(Raw data)

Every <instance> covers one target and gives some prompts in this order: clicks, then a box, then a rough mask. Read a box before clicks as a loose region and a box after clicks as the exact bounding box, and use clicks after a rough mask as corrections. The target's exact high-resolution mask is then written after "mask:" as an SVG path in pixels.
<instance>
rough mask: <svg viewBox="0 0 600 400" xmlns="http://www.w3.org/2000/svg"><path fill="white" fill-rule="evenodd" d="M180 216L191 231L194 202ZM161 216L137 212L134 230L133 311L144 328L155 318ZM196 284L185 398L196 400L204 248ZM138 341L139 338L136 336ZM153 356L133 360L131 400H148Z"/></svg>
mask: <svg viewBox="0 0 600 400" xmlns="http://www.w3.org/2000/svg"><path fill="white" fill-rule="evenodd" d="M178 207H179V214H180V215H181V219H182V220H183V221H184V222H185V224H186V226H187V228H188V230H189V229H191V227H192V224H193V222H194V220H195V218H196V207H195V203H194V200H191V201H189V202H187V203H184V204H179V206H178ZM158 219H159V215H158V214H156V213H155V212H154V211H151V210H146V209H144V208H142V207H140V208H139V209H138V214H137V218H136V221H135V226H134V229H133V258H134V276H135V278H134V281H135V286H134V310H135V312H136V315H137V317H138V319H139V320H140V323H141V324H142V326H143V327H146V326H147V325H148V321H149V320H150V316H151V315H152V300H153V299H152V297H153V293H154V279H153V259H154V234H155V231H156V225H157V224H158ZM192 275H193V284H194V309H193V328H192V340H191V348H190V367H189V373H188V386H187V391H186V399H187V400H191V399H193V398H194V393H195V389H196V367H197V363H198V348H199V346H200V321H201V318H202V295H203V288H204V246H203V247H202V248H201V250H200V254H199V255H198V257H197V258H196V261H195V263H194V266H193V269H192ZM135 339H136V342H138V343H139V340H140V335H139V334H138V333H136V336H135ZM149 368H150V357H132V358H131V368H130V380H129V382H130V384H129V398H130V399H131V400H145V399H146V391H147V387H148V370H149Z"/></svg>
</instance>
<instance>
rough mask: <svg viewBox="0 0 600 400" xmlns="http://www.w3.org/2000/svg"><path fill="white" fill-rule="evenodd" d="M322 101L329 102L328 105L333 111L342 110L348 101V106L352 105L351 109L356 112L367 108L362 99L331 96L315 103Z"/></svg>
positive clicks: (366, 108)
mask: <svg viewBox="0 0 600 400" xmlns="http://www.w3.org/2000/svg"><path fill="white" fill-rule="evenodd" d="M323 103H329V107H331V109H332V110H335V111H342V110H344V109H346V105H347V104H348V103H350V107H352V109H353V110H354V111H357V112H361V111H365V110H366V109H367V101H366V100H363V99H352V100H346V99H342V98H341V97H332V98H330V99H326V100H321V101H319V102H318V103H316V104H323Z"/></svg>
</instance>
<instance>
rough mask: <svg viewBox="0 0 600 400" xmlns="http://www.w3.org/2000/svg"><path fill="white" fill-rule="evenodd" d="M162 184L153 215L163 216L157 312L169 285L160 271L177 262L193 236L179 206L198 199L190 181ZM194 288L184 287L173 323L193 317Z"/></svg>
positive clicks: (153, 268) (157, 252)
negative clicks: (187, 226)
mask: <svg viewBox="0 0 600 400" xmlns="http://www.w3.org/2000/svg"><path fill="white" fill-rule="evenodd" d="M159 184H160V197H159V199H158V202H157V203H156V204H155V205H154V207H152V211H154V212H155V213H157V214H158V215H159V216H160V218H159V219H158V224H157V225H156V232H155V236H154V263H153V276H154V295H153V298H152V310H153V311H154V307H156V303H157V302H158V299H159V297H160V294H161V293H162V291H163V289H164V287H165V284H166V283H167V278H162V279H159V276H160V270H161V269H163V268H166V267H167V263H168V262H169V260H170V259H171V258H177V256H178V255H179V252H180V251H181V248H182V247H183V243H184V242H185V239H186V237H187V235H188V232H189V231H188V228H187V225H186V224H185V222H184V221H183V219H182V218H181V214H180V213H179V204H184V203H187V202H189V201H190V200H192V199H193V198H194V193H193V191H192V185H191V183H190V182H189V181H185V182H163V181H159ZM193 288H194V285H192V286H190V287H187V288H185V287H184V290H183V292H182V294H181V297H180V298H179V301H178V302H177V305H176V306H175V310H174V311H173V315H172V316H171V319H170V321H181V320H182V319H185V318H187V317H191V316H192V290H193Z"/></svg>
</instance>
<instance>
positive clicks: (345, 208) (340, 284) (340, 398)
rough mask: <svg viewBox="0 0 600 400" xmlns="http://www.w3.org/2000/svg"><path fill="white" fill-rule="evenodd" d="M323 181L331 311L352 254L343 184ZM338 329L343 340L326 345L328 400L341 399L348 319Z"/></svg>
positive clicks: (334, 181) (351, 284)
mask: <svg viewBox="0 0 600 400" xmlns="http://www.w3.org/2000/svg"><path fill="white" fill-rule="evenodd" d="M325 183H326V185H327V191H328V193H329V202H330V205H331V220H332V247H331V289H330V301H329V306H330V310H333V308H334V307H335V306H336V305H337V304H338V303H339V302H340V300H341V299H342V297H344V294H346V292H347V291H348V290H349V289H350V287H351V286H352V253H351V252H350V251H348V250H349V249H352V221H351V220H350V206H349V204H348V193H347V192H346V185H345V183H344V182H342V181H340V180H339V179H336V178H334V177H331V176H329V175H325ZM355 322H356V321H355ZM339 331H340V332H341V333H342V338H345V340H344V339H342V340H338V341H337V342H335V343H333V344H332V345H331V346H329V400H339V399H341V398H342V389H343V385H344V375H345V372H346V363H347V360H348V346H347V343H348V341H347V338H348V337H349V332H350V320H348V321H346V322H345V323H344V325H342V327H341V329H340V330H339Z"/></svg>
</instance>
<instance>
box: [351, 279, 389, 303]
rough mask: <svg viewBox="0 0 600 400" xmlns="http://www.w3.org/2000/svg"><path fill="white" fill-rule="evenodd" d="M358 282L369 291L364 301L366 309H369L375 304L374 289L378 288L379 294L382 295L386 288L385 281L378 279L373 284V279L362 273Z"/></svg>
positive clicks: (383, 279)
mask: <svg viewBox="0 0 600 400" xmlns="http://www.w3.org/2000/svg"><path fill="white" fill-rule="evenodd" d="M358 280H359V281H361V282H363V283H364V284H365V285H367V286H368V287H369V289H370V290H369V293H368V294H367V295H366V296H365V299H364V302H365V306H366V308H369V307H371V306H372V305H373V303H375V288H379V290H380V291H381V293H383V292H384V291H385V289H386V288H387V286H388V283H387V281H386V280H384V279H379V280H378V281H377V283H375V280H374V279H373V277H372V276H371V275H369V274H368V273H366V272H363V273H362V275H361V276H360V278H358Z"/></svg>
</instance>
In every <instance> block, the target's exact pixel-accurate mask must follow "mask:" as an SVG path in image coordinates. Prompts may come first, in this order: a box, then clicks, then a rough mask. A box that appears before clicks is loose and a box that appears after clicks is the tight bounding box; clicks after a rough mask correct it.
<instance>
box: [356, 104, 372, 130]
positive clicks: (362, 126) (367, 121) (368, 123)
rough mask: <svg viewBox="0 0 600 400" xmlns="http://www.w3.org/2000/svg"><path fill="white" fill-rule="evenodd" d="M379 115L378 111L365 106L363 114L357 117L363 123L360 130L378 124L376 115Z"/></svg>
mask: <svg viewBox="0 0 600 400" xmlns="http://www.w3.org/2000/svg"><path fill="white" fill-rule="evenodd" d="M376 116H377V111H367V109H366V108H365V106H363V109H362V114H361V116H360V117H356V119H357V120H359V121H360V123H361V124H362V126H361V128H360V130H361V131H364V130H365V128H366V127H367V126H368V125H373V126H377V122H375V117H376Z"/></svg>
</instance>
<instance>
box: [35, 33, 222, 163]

(End Raw data)

[What the task asks]: Copy all of the material above line for line, without any changes.

[Your solution]:
Every <instance> covers one target and gives some prompts in this order: clicks, then a box, then a rough mask. Read a box before clicks as a loose region and a box after clicks as the exact bounding box, and use clicks after a rough mask as corrections. The target's exact high-resolution mask is then written after "mask:" as an SVG path in pixels.
<instance>
rough mask: <svg viewBox="0 0 600 400" xmlns="http://www.w3.org/2000/svg"><path fill="white" fill-rule="evenodd" d="M180 216L191 231L194 202ZM161 216L137 212L134 230L133 311L144 328L155 318ZM196 284L185 398L196 400L204 248ZM138 341L139 338L136 336ZM153 356L133 360L131 400H148Z"/></svg>
mask: <svg viewBox="0 0 600 400" xmlns="http://www.w3.org/2000/svg"><path fill="white" fill-rule="evenodd" d="M178 207H179V214H180V215H181V219H182V220H183V221H184V222H185V224H186V226H187V228H188V230H189V229H191V227H192V224H193V222H194V220H195V218H196V207H195V203H194V200H191V201H189V202H187V203H184V204H179V206H178ZM158 219H159V215H158V214H156V213H155V212H154V211H151V210H146V209H144V208H142V207H140V208H139V209H138V214H137V218H136V221H135V226H134V229H133V258H134V276H135V278H134V281H135V286H134V310H135V312H136V315H137V317H138V319H139V320H140V323H141V324H142V326H143V327H146V326H147V325H148V321H149V320H150V316H151V315H152V300H153V299H152V297H153V293H154V279H153V259H154V234H155V231H156V225H157V224H158ZM192 275H193V284H194V309H193V328H192V340H191V348H190V367H189V373H188V386H187V391H186V399H187V400H191V399H193V398H194V393H195V389H196V367H197V363H198V348H199V346H200V321H201V318H202V295H203V288H204V246H203V247H202V248H201V250H200V254H199V255H198V257H197V258H196V261H195V263H194V266H193V269H192ZM135 339H136V342H138V343H139V340H140V335H139V334H138V333H136V336H135ZM149 368H150V357H132V358H131V368H130V380H129V382H130V384H129V398H130V399H131V400H145V399H146V391H147V387H148V370H149Z"/></svg>
</instance>
<instance>
rough mask: <svg viewBox="0 0 600 400" xmlns="http://www.w3.org/2000/svg"><path fill="white" fill-rule="evenodd" d="M322 101L329 102L328 105L333 111L342 110L348 101V106L352 105L351 109L356 112L367 108L362 99L331 96L315 103Z"/></svg>
positive clicks: (366, 108)
mask: <svg viewBox="0 0 600 400" xmlns="http://www.w3.org/2000/svg"><path fill="white" fill-rule="evenodd" d="M323 103H329V107H331V109H332V110H335V111H342V110H344V109H346V105H347V104H348V103H350V107H352V109H353V110H354V111H357V112H361V111H365V110H366V109H367V101H366V100H363V99H352V100H346V99H342V98H341V97H332V98H330V99H326V100H321V101H319V102H318V103H316V104H323Z"/></svg>
</instance>
<instance>
rough mask: <svg viewBox="0 0 600 400" xmlns="http://www.w3.org/2000/svg"><path fill="white" fill-rule="evenodd" d="M162 184L153 215L163 216L157 312L169 285L160 271L177 262L193 236L179 206L198 199L190 181ZM194 288L184 287L173 323L193 317Z"/></svg>
positive clicks: (153, 268) (157, 252)
negative clicks: (187, 226)
mask: <svg viewBox="0 0 600 400" xmlns="http://www.w3.org/2000/svg"><path fill="white" fill-rule="evenodd" d="M159 184H160V197H159V199H158V202H157V203H156V204H155V205H154V207H152V211H154V212H155V213H157V214H158V215H159V216H160V218H159V219H158V224H157V225H156V232H155V236H154V263H153V276H154V295H153V298H152V310H153V311H154V307H156V303H157V302H158V299H159V297H160V294H161V293H162V291H163V289H164V287H165V284H166V283H167V278H162V279H159V276H160V270H161V269H163V268H166V267H167V263H168V262H169V260H170V259H171V258H177V256H178V255H179V252H180V251H181V248H182V247H183V243H184V242H185V239H186V237H187V235H188V232H189V231H188V228H187V225H186V224H185V222H184V221H183V219H182V218H181V214H180V213H179V204H184V203H187V202H189V201H190V200H192V199H193V198H194V193H193V191H192V185H191V183H190V182H189V181H185V182H163V181H159ZM193 288H194V285H192V286H190V287H187V288H185V287H184V290H183V292H182V294H181V297H180V298H179V301H178V302H177V305H176V306H175V310H174V311H173V315H172V316H171V319H170V321H181V320H182V319H185V318H187V317H191V316H192V290H193Z"/></svg>
</instance>
<instance>
positive clicks: (345, 208) (340, 284) (340, 398)
rough mask: <svg viewBox="0 0 600 400" xmlns="http://www.w3.org/2000/svg"><path fill="white" fill-rule="evenodd" d="M323 181L331 311L352 254L343 184ZM338 329L343 340L326 345L328 400L341 399L348 319Z"/></svg>
positive clicks: (334, 181) (351, 284)
mask: <svg viewBox="0 0 600 400" xmlns="http://www.w3.org/2000/svg"><path fill="white" fill-rule="evenodd" d="M325 183H326V185H327V191H328V193H329V202H330V205H331V220H332V247H331V289H330V301H329V306H330V310H333V308H334V307H335V306H336V305H337V304H338V303H339V302H340V300H341V299H342V297H344V294H346V292H347V291H348V290H349V289H350V287H351V286H352V253H351V252H350V251H348V250H349V249H352V221H351V220H350V206H349V204H348V193H347V192H346V185H345V183H344V182H342V181H340V180H339V179H336V178H334V177H331V176H329V175H325ZM355 322H356V321H355ZM339 331H340V332H341V333H342V338H345V340H344V339H342V340H338V341H337V342H335V343H333V344H332V345H331V346H329V400H339V399H341V398H342V389H343V385H344V375H345V372H346V363H347V360H348V346H347V343H348V341H347V338H348V337H349V332H350V320H348V321H346V322H345V323H344V325H342V327H341V329H340V330H339Z"/></svg>
</instance>
<instance>
box: [351, 279, 389, 303]
rough mask: <svg viewBox="0 0 600 400" xmlns="http://www.w3.org/2000/svg"><path fill="white" fill-rule="evenodd" d="M358 282L369 291L364 301L366 309H369L375 304L374 289L378 288L379 294L382 295L386 288L385 281L378 279L373 284V279L362 273Z"/></svg>
positive clicks: (383, 279)
mask: <svg viewBox="0 0 600 400" xmlns="http://www.w3.org/2000/svg"><path fill="white" fill-rule="evenodd" d="M358 280H359V281H361V282H363V283H364V284H365V285H367V286H368V287H369V289H370V290H369V293H368V294H367V295H366V296H365V299H364V302H365V306H366V308H369V307H371V306H372V305H373V303H375V288H379V290H380V291H381V293H383V292H384V291H385V289H386V288H387V286H388V283H387V281H386V280H384V279H379V280H378V281H377V283H375V280H374V279H373V277H372V276H371V275H369V274H368V273H366V272H363V273H362V275H361V276H360V278H358Z"/></svg>
</instance>
In every <instance> block, the target's exact pixel-accurate mask must follow "mask:" as an SVG path in image coordinates. Prompts may come first, in this order: a box, then clicks, then a rough mask. A box that appears before clicks is loose and a box that appears after clicks is the tight bounding box; clicks after a rough mask correct it.
<instance>
box: [356, 104, 372, 130]
positive clicks: (362, 126) (367, 121) (368, 123)
rough mask: <svg viewBox="0 0 600 400" xmlns="http://www.w3.org/2000/svg"><path fill="white" fill-rule="evenodd" d="M379 115L378 111L365 106L363 114L357 117L363 123L360 130L378 124L376 115Z"/></svg>
mask: <svg viewBox="0 0 600 400" xmlns="http://www.w3.org/2000/svg"><path fill="white" fill-rule="evenodd" d="M376 116H377V111H367V109H366V108H365V106H363V109H362V114H361V116H360V117H356V119H357V120H359V121H360V123H361V124H362V126H361V128H360V130H361V131H364V130H365V128H366V127H367V126H368V125H373V126H377V122H375V117H376Z"/></svg>
</instance>
<instance>
box: [35, 33, 222, 163]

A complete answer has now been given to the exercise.